“I am both a doctor and a filmmaker. I learned both jobs in parallel: for medicine, I followed the traditional academic route and for cinema, I learned on the job. For a long time, I kept each one very separate from the other, whereas in fact they have quite a lot in common, team work and the collaboration with a wide range of specialists being just two similarities. Hippocrates however focuses on their main difference: the weight of the responsibility borne by doctors, this perpetual feeling of doubt, the loss of a certain carefree attitude that it entails.
I wanted to step away from the clichés of hospital life circulated by TV series and that have seeped into the collective consciousness. One of the things I did was to focus more on the actual workers than on the place of work itself, without betraying the realities of the hospital itself. I aimed to be quite realistic, but also include a certain Romanesque feel. This can only really work if the environment it unfolds in is credible in its most intricate detail: so for the slightest injection shown on screen, I wanted the exact needle to be used. But for all that, it is not a documentary; as a filmmaker I aim to entertain, without slipping into the usual medical thriller template.
Hospitals nowadays don't always look ultra-modern: some are disused, abandoned. The bigwigs are now civil servants who, without being penniless, still earn far less than private practitioners: 30 to 40% of doctors are foreign, and come from countries outside the EU, they are poorly paid and live precariously. I wanted to convey all this without making it too academic, this isn't a political pamphlet.”

Dataset entries
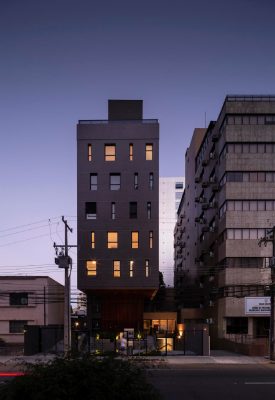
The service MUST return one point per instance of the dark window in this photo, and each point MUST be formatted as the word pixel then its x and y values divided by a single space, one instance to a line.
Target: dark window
pixel 133 209
pixel 237 325
pixel 90 210
pixel 93 181
pixel 17 326
pixel 18 299
pixel 115 181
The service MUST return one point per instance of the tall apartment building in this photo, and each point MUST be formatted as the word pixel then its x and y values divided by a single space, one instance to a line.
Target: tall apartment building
pixel 170 193
pixel 230 200
pixel 118 215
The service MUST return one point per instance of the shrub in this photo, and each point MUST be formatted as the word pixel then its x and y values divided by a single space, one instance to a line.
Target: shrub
pixel 89 378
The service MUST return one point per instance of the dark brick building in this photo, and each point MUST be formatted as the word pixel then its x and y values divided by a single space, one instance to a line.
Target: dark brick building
pixel 118 212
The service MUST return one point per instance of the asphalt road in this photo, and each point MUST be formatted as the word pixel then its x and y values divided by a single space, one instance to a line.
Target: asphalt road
pixel 215 382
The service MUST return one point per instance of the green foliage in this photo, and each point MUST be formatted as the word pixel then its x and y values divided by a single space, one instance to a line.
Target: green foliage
pixel 87 378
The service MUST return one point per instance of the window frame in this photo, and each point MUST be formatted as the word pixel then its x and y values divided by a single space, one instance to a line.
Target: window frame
pixel 90 152
pixel 93 185
pixel 149 151
pixel 112 240
pixel 113 185
pixel 135 239
pixel 108 154
pixel 116 269
pixel 92 268
pixel 19 299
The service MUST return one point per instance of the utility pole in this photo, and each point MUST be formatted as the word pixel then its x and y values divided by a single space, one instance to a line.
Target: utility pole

#### [Task list]
a. According to the statement on Hippocrates, what percentage of doctors are foreign?
b. Reproduce the passage of the statement on Hippocrates from "I wanted to step" to "medical thriller template.".
The listing above has no role in this work.

#### [Answer section]
a. 30 to 40% of doctors are foreign.

b.
I wanted to step away from the clichés of hospital life circulated by TV series and that have seeped into the collective consciousness. One of the things I did was to focus more on the actual workers than on the place of work itself, without betraying the realities of the hospital itself. I aimed to be quite realistic, but also include a certain Romanesque feel. This can only really work if the environment it unfolds in is credible in its most intricate detail: so for the slightest injection shown on screen, I wanted the exact needle to be used. But for all that, it is not a documentary; as a filmmaker I aim to entertain, without slipping into the usual medical thriller template.